Selected excerpt:
┄┄┄┄┄┄

Judah and I went to ETCH this morning for his 1st off-week clinic check. It was an easy appt and with the Emla Cream, Judah didn’t even feel it when the nurse accessed his port! Oncology nurses are really good at sticks and Judah told her so! “That was way better than the other night that the ER. You are really good at that.”
His labs looked good so he will be having his 2nd Chemo next Thursday.
As we were waiting for his labs to come back, I thought about how amazing the nurses, Drs, and clinic is there at ETCH. Judah said, as we entered our patient room, “wow this room is very relaxing! I like it”. The nurse that accessed him was friendly and sweet. She joked with him that she could help with whatever he needed as long as it wasn’t his Math homework, haha. Judah’s oncologist Dr. Spiller, is just so good at what she does and really made an effort to connect with Judah and with me. We felt cared about and heard and loved. And when your kid is starting a year long chemo, those are the feelings you want to have! I am so very grateful to have ETCH Hem/Onc taking care of Judah!

┄┄┄┄┄┄

Material supplied:
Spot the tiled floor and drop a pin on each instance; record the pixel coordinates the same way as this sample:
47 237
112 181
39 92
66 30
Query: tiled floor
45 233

┄┄┄┄┄┄

Tasks for this exercise:
a. In the post about Judah's clinic check, when is his second chemo scheduled?
b. Reproduce the passage of the post about Judah's clinic check starting at "Judah and I" and ending at "Chemo next Thursday.".
c. Carry on the post about Judah's clinic check, picking up after its last sentence.

Numbered answers:
a. Next Thursday.

b.
Judah and I went to ETCH this morning for his 1st off-week clinic check. It was an easy appt and with the Emla Cream, Judah didn’t even feel it when the nurse accessed his port! Oncology nurses are really good at sticks and Judah told her so! “That was way better than the other night that the ER. You are really good at that.”
His labs looked good so he will be having his 2nd Chemo next Thursday.

c.
I’m guessing all the the positivity we had today was making up for all the negativity we had yesterday. Judah was in a foul mood yesterday. It didn’t start off great because I am not the best at morning time anythings… I woke up, made breakfast, packed lunches, got dressed and felt like I was crushing it. And then Judah says, “Mom, we are supposed to be at school in 2 minutes. We are gonna be really late.” UGH! I’m telling you guys, I never remember just how much Matthew helps out in the mornings until he isn’t here. I just do not function well before 2 cups of coffee. So we were late. Like 15 minutes late. And Judah HATES being late. He was sitting in the back seat, saying, “I have a math test today and it usually starts right after devotion. If I miss the beginning of the math test, I won’t be able to finish it on time.” I do my best to reassure him, telling him that the joy of part-time homeschooling is that he can finish his test anytime. I tell him it’s not a big deal. But he isn’t having it.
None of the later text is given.